### TASK STATEMENT:
Below is a block of records; repeat each one exactly.

** Begin PROVIDED ENTRIES **

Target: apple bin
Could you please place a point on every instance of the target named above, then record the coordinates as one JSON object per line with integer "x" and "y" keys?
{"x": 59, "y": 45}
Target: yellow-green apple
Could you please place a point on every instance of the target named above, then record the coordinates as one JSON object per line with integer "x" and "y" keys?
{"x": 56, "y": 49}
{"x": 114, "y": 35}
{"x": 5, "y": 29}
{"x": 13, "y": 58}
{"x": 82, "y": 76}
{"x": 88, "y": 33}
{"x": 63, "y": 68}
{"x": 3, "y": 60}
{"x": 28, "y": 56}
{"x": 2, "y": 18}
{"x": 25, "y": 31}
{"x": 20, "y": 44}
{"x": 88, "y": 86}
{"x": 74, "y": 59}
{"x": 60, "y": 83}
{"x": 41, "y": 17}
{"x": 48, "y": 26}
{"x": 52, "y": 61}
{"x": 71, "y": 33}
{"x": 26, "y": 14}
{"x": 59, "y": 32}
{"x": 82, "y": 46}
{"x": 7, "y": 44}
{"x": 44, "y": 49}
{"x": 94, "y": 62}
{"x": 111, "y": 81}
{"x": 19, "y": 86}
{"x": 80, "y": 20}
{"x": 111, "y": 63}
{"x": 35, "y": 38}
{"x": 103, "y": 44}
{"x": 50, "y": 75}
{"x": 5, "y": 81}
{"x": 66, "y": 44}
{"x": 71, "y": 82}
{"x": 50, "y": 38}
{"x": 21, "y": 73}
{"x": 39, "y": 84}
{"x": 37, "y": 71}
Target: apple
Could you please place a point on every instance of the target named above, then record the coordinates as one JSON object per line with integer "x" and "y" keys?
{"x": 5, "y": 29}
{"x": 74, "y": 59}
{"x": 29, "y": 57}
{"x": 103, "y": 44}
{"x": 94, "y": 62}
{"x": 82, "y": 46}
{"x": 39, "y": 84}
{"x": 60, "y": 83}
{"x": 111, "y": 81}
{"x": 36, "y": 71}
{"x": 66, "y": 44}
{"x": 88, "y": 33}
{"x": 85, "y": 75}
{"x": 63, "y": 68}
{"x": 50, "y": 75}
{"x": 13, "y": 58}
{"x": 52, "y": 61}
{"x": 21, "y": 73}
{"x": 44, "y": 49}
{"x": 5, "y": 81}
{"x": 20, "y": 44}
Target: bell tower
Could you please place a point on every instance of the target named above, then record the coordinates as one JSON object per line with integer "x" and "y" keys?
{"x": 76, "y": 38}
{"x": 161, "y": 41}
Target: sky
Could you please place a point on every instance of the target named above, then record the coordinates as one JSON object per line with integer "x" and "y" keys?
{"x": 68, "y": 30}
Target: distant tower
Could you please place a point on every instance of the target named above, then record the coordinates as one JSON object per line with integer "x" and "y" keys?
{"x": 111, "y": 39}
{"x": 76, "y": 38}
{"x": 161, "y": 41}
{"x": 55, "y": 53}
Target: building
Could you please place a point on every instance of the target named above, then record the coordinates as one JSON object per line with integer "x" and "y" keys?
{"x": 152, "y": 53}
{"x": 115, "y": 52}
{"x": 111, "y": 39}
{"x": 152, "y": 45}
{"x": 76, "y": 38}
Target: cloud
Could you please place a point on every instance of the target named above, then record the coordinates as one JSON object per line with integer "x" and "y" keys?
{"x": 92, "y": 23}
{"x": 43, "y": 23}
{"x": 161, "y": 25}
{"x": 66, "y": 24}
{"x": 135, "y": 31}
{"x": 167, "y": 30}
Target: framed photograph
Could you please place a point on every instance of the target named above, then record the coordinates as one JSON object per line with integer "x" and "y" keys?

** End PROVIDED ENTRIES **

### EXERCISE RESPONSE:
Target: apple bin
Could you please place a point on every instance of the target named above, then record the coordinates as one JSON object per line with integer "x" and "y" keys?
{"x": 59, "y": 45}
Target: yellow-green apple
Could you please place a point on every instance of the target named above, then record the coordinates as one JSON object per line with integer "x" and "y" keys?
{"x": 56, "y": 49}
{"x": 114, "y": 35}
{"x": 5, "y": 29}
{"x": 13, "y": 58}
{"x": 82, "y": 76}
{"x": 88, "y": 33}
{"x": 63, "y": 68}
{"x": 3, "y": 60}
{"x": 28, "y": 56}
{"x": 2, "y": 18}
{"x": 25, "y": 31}
{"x": 20, "y": 44}
{"x": 88, "y": 86}
{"x": 74, "y": 59}
{"x": 60, "y": 83}
{"x": 41, "y": 17}
{"x": 48, "y": 26}
{"x": 52, "y": 61}
{"x": 71, "y": 33}
{"x": 26, "y": 14}
{"x": 59, "y": 32}
{"x": 82, "y": 46}
{"x": 7, "y": 44}
{"x": 44, "y": 49}
{"x": 94, "y": 62}
{"x": 111, "y": 81}
{"x": 19, "y": 86}
{"x": 80, "y": 20}
{"x": 111, "y": 63}
{"x": 35, "y": 38}
{"x": 103, "y": 44}
{"x": 50, "y": 75}
{"x": 5, "y": 81}
{"x": 66, "y": 44}
{"x": 71, "y": 82}
{"x": 50, "y": 38}
{"x": 21, "y": 73}
{"x": 39, "y": 84}
{"x": 37, "y": 71}
Target: apple
Could you please place a point on every instance of the target named above, then record the coordinates as one JSON object per line with integer "x" and "y" keys?
{"x": 5, "y": 29}
{"x": 74, "y": 59}
{"x": 29, "y": 57}
{"x": 103, "y": 44}
{"x": 94, "y": 62}
{"x": 82, "y": 46}
{"x": 39, "y": 84}
{"x": 60, "y": 83}
{"x": 111, "y": 81}
{"x": 36, "y": 71}
{"x": 66, "y": 44}
{"x": 88, "y": 33}
{"x": 85, "y": 75}
{"x": 63, "y": 68}
{"x": 50, "y": 75}
{"x": 13, "y": 58}
{"x": 52, "y": 61}
{"x": 21, "y": 73}
{"x": 44, "y": 49}
{"x": 5, "y": 81}
{"x": 20, "y": 44}
Target: bell tower
Could you please place a point on every instance of the target named above, then record the coordinates as one JSON object per line with integer "x" and "y" keys?
{"x": 76, "y": 38}
{"x": 161, "y": 41}
Target: sky
Could you please place a point on every instance of the target named above, then record the coordinates as one JSON object per line with integer "x" and "y" keys?
{"x": 68, "y": 30}
Target: distant tower
Could you please place a point on every instance of the target named above, then record the coordinates as one JSON object per line with integer "x" and "y" keys?
{"x": 111, "y": 39}
{"x": 76, "y": 38}
{"x": 161, "y": 41}
{"x": 55, "y": 53}
Target: building
Could you please place a point on every instance of the target named above, then record the coordinates as one JSON object per line with integer "x" and "y" keys?
{"x": 152, "y": 53}
{"x": 115, "y": 52}
{"x": 111, "y": 39}
{"x": 152, "y": 45}
{"x": 76, "y": 38}
Target: cloud
Could you please place a point on every instance of the target named above, then record the coordinates as one JSON object per line with integer "x" and "y" keys?
{"x": 92, "y": 23}
{"x": 43, "y": 23}
{"x": 161, "y": 25}
{"x": 66, "y": 24}
{"x": 135, "y": 31}
{"x": 167, "y": 30}
Target: framed photograph
Could you please place a point on every instance of the target named above, then record the coordinates as one JSON object per line with integer "x" and "y" keys?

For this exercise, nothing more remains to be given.